Work to complete:
Which lines of the records contain "tree"? Collect every one of them.

----

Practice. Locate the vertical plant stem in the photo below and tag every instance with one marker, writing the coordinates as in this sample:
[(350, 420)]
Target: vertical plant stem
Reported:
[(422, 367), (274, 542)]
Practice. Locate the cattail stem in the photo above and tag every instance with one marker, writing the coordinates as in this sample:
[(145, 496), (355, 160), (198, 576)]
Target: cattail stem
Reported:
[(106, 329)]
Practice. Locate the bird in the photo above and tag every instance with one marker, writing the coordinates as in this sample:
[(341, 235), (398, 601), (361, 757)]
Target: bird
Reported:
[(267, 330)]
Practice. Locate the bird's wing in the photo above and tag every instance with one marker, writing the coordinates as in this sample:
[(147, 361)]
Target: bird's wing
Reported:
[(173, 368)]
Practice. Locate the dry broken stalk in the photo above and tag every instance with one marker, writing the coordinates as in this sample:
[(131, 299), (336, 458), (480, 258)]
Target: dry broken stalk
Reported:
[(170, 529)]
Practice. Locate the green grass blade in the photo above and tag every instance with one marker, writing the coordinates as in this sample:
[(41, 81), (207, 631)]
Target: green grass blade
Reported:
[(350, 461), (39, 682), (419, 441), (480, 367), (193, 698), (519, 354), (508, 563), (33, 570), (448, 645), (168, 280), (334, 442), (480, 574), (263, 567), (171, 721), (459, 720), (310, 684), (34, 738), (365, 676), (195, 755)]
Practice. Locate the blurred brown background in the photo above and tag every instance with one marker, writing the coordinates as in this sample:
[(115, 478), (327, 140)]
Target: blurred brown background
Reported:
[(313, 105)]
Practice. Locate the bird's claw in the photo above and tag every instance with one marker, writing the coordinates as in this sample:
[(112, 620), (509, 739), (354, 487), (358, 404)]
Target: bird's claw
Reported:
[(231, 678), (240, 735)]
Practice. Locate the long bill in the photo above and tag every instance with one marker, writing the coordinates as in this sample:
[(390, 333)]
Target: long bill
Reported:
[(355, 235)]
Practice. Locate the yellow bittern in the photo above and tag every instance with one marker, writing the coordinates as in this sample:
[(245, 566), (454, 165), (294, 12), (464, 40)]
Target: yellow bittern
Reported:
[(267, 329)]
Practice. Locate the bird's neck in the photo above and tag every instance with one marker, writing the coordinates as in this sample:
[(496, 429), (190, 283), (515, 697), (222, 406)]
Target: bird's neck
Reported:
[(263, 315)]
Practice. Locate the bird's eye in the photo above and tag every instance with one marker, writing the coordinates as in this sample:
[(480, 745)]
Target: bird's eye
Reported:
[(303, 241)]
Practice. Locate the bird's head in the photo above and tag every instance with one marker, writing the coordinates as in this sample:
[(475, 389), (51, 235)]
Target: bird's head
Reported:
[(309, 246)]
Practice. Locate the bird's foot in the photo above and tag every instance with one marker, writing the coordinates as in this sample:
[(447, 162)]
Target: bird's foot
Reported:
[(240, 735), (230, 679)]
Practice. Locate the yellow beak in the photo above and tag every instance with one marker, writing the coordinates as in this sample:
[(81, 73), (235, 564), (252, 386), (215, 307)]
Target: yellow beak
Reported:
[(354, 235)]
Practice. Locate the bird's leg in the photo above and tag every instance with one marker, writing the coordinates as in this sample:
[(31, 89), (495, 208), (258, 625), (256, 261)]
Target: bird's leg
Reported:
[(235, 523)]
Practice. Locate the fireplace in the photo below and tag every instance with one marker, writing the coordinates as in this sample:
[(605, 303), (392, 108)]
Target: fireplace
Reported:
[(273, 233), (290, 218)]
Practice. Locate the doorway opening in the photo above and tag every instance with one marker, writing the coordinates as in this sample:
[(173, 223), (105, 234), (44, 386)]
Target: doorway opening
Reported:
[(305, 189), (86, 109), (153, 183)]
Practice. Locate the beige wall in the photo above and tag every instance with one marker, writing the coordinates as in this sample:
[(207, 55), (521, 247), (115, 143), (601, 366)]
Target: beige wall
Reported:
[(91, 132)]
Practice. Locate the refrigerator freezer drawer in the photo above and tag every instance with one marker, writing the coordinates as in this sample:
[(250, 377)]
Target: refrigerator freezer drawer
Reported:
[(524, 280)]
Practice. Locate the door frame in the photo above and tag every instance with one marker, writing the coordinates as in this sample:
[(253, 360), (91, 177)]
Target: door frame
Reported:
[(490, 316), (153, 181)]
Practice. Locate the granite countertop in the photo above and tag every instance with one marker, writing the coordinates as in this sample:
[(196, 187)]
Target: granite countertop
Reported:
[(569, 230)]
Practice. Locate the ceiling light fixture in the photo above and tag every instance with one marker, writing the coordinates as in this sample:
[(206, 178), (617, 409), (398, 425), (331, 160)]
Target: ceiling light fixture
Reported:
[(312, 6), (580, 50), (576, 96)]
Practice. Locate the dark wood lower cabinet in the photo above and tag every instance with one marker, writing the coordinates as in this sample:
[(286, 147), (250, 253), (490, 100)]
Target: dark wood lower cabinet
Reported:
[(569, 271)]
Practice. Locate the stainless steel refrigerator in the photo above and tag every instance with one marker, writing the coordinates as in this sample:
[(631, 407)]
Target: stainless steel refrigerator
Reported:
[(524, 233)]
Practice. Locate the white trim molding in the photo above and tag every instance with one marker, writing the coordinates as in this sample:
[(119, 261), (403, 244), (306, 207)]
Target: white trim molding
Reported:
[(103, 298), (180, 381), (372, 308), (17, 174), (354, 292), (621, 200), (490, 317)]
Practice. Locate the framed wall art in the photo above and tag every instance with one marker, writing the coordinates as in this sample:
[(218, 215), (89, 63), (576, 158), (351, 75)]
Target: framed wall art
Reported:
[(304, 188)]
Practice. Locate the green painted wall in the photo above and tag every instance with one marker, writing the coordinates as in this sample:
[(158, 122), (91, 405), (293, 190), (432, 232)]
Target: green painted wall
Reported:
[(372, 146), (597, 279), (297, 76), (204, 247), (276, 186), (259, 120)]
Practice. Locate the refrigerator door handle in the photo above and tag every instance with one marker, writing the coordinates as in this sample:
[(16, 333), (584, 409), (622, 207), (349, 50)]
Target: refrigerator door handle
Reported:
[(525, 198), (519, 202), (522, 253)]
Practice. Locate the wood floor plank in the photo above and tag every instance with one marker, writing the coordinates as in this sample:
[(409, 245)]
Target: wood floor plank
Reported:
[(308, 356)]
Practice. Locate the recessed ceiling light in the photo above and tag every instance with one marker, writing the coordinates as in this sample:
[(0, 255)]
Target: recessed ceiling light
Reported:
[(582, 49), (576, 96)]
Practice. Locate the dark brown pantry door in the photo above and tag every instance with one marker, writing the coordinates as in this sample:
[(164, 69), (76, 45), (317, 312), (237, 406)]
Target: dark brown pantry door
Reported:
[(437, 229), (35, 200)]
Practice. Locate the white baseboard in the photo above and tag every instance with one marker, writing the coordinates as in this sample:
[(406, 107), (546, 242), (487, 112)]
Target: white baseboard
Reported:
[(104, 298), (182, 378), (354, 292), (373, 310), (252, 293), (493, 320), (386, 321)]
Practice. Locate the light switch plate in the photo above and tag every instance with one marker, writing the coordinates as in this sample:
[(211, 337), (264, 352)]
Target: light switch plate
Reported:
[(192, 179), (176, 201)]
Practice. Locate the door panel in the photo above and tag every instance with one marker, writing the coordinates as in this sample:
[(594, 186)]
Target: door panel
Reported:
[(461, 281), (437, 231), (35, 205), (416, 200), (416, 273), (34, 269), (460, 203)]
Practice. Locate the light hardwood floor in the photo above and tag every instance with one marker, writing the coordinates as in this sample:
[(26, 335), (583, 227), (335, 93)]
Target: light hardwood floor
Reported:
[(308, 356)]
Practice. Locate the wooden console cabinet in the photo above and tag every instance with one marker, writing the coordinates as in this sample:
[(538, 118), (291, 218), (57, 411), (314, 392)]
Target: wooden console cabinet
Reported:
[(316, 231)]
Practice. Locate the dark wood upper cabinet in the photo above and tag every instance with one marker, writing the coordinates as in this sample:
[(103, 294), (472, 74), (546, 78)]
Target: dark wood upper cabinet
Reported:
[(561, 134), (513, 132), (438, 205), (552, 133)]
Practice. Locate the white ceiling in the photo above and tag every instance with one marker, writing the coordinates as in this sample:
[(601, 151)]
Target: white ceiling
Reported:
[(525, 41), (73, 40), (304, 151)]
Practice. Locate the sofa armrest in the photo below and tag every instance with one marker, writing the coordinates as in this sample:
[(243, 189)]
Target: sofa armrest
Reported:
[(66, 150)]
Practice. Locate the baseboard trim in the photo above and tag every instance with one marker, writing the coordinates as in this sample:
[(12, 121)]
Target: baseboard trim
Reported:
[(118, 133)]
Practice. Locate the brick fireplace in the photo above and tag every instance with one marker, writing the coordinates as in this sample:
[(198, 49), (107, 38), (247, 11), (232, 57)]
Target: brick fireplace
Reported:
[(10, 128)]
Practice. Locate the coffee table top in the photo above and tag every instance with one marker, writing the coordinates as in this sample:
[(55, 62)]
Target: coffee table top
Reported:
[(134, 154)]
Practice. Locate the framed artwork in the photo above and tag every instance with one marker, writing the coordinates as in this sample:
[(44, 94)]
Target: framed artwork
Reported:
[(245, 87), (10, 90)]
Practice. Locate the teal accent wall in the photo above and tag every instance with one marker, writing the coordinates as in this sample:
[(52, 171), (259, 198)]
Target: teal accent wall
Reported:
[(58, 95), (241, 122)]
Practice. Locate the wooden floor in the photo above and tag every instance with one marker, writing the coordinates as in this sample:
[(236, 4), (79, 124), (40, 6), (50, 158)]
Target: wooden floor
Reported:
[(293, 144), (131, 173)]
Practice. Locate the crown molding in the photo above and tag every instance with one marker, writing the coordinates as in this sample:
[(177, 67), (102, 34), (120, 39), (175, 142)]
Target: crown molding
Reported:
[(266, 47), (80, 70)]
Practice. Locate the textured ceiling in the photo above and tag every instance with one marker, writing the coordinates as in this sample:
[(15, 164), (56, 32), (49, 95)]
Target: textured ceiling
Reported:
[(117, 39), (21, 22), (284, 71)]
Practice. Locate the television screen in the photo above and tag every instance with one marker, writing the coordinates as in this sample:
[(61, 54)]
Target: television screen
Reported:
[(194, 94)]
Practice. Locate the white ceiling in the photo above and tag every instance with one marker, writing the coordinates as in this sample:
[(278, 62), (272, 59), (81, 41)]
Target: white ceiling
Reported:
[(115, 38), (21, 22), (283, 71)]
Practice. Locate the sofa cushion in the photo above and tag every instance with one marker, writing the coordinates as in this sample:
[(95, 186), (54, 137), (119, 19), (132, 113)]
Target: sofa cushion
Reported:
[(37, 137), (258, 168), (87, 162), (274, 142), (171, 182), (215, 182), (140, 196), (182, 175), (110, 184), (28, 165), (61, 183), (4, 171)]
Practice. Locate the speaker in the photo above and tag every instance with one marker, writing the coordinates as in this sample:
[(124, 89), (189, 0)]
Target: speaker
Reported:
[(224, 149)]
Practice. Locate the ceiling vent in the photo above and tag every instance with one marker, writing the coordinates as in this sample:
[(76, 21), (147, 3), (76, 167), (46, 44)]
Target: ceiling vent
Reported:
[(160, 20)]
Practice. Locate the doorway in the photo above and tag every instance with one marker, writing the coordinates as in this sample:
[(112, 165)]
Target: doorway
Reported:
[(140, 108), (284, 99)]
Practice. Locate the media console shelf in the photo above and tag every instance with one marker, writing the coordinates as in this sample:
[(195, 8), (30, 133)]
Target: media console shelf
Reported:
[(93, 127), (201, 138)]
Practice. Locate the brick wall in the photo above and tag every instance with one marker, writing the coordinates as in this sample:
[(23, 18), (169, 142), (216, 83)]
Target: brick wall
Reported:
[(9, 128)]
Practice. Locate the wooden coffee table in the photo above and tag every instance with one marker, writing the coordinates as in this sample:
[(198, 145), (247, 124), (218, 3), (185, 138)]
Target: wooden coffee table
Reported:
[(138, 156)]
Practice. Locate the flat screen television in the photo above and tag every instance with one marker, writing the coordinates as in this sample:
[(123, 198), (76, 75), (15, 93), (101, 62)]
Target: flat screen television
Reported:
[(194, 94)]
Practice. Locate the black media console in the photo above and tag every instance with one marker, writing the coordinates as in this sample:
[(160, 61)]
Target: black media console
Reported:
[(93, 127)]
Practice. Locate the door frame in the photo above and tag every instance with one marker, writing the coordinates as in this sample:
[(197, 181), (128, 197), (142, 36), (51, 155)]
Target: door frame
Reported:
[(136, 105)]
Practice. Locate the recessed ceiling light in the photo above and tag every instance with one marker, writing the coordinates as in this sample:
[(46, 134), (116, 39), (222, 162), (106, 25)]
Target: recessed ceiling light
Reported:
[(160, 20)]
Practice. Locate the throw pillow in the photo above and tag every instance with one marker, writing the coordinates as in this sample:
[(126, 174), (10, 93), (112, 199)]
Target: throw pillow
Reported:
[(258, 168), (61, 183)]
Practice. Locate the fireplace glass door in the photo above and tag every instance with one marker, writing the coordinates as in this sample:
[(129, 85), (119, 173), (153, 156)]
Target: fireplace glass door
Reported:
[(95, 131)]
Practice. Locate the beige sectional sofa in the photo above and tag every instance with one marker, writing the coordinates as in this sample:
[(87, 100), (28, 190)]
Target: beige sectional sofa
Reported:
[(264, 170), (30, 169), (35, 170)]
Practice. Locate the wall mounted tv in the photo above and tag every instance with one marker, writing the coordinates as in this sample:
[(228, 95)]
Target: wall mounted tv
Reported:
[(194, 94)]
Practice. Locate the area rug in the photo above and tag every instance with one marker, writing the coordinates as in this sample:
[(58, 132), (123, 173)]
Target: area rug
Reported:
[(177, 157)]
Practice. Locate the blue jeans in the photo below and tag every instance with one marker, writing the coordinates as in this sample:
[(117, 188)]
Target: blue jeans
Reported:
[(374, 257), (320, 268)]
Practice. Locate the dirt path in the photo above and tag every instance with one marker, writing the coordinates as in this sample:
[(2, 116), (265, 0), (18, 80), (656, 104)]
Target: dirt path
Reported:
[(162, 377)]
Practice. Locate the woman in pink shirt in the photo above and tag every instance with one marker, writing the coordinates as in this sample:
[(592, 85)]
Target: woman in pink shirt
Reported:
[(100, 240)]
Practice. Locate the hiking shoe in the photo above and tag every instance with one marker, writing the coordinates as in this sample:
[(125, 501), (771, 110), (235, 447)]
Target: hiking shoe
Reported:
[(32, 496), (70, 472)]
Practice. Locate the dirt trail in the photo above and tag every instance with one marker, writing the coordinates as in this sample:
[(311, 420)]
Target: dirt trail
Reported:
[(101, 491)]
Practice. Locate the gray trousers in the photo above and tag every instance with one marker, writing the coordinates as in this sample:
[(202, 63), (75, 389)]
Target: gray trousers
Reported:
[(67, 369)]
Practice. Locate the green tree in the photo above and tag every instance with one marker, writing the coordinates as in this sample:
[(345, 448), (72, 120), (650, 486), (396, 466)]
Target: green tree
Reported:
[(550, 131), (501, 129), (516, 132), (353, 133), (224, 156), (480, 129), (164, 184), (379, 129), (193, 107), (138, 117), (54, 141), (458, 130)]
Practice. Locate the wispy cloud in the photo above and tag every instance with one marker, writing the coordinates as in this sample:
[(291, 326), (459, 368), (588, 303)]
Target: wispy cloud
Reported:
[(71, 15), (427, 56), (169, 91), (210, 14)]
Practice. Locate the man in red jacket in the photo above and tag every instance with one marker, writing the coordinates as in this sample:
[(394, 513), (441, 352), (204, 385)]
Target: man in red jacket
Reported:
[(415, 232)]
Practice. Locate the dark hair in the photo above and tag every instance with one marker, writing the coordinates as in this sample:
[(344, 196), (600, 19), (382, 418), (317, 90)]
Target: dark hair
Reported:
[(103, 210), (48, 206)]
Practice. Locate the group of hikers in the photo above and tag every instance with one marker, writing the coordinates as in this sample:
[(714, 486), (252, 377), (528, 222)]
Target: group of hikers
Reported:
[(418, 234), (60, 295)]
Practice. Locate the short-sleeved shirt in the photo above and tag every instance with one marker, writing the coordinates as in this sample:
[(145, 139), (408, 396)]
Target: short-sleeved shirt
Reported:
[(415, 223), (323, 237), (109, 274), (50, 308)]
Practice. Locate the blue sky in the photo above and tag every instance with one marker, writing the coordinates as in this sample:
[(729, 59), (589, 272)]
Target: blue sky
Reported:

----

Output of the exercise:
Practice. Locate the green tree in the photo above and tag every instance with one marker, writing the coordinates as in this sample:
Target: green tree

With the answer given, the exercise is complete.